* EXTRACT PROVIDED *
In the above image, you can see that the nginx-pod has been scheduled on the node01 (look at the NODE section on running k get po -o wide command).

Before moving further, Let's take a look at the other way of grouping the Pods based on labels and selectors. Labels are like sticky notes or tags that you can attach to objects like pods, nodes, or services to give them extra information or characteristics. They are just like the key-value pair that you've specified to Pod to differentiate them from each other. For eg. language: Go, specie: human, favSport: Soccer , color: blue are some examples of labels. Selectors are just a way to select all those Pods with specific labels. A Pod can have multiple labels assigned to it.
Taints and Tolerations: This is such an interesting way to understand how are Pods scheduled on the Node. Taint is like a spray that you can apply on a certain Node such that only a specific Pod that could tolerate that spray will be able to schedule on that Node. Remember, Taints are applied on Nodes whereas Tolerations are applied on Pods.

In the above image, there are three nodes - Node01, Node02, and Node03 along with 5 Pods. Node01 has a taint applied to it whereas Pod1 is the only Pod that is tolerant to that Taint. This means that Pod1 can be scheduled on Node01 whereas the rest of Pods can never be scheduled on Node01 because they are intolerant to the taint that Node01 has. It is important to note that Taints and Tolerations don't give a guarantee that the Pod1 will only be scheduled on Node01. There are chances that Pod1 can be scheduled on any of the Node whereas for other Pods, they can be scheduled on every Node except Node01.

Ever wondered why a pod never gets scheduled on the master Node? This is because the master node has a taint already set that prevents other pods from getting scheduled. You can view the taint on the master node by using the command kubectl describe node <master-node-name> | grep Taints . To taint a node, use the command:kubectl taint nodes node1 key1=value1:NoSchedule .

The above command used effect of NoSchedule . There are various other effects that you can use which have been described below:
- NoExecute : This taint not only prevents new pods from being scheduled onto a tainted node but also evicts existing pods on that node that do not tolerate the taint. This eviction is what distinguishes "NoExecute" taints from regular taints, which only prevent new pod scheduling.
- NoSchedule : No new Pods will be scheduled on the tainted node unless they have a matching toleration. Pods currently running on the node are not evicted.
- PreferNoSchedule : This taint is a "preference" or "soft" version of NoSchedule. The control plane will try to avoid placing a Pod that does not tolerate the taint on the node, but it is not guaranteed.

In order to specify the toleration for a particular taint inside of a Pod, you can add the following content under the Pod spec file:

      tolerations:
      - key: "example-key" 
        operator: "Exists"
        effect: "NoSchedule"

The default value for operator is Equal. A toleration "matches" a taint if the keys are the same and the effects are the same, and:

the operator is Exists (in which case no value should be specified), or
the operator is Equal and the values are equal

Let's perform a hands-on demo to understand this.

Taint the node01 with a key-value pair as size=small and effect as NoSchedule .

* GOAL OF THE EXERCISE *
Please reproduce the Kubernetes extract word for word, beginning at the words that have "the operator is Exists" and stopping after "to understand this.". You won't need the rows that come next.

* Dataset rows on object locations *
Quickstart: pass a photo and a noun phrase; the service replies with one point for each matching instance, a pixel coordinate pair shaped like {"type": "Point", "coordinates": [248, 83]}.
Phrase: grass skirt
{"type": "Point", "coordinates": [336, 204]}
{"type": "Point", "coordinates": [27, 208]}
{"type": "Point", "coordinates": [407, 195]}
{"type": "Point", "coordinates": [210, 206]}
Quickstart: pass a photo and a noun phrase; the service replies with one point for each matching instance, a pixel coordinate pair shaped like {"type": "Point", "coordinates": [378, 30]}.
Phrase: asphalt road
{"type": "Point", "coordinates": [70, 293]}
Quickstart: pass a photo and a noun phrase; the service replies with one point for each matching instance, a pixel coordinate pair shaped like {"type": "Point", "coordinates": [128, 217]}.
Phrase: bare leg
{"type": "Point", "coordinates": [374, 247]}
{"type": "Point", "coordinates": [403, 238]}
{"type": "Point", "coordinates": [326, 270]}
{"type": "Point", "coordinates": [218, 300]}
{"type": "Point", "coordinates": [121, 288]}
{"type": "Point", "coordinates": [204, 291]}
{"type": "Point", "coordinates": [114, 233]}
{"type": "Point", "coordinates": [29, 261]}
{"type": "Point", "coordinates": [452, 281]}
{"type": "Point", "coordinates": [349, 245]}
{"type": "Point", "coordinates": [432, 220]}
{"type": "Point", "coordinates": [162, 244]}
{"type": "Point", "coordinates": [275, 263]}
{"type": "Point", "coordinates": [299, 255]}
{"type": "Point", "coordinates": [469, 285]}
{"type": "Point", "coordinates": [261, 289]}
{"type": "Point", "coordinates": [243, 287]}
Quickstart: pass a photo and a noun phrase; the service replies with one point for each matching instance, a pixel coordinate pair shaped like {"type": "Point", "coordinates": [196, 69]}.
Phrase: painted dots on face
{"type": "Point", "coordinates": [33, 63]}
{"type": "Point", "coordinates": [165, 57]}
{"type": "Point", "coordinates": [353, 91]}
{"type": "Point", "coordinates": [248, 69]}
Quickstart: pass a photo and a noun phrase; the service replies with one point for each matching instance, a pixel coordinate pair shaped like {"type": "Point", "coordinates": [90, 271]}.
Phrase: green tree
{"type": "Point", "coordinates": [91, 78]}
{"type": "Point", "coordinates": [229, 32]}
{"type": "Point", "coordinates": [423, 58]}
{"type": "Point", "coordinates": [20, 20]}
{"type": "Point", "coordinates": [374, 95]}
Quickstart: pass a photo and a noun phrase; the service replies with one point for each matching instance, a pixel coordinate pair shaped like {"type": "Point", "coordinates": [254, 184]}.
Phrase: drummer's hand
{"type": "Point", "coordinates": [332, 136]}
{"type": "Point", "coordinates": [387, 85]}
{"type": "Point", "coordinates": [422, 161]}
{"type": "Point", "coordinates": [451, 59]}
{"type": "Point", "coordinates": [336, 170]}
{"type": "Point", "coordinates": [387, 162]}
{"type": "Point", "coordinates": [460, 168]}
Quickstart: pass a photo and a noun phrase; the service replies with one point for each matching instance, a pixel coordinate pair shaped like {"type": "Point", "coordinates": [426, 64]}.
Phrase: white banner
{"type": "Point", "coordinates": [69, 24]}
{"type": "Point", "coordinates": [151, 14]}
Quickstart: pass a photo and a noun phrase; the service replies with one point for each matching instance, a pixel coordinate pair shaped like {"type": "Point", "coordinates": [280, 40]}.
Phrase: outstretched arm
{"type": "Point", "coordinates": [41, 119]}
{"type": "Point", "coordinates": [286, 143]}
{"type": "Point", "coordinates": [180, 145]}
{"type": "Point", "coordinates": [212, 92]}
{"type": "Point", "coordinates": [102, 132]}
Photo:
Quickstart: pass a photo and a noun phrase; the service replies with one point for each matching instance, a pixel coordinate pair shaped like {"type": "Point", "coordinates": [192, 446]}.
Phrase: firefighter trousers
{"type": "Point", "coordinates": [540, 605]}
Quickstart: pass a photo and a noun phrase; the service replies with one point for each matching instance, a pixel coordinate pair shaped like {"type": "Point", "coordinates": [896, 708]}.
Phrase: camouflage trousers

* TASK RESULT *
the operator is Exists (in which case no value should be specified), or
the operator is Equal and the values are equal

Let's perform a hands-on demo to understand this.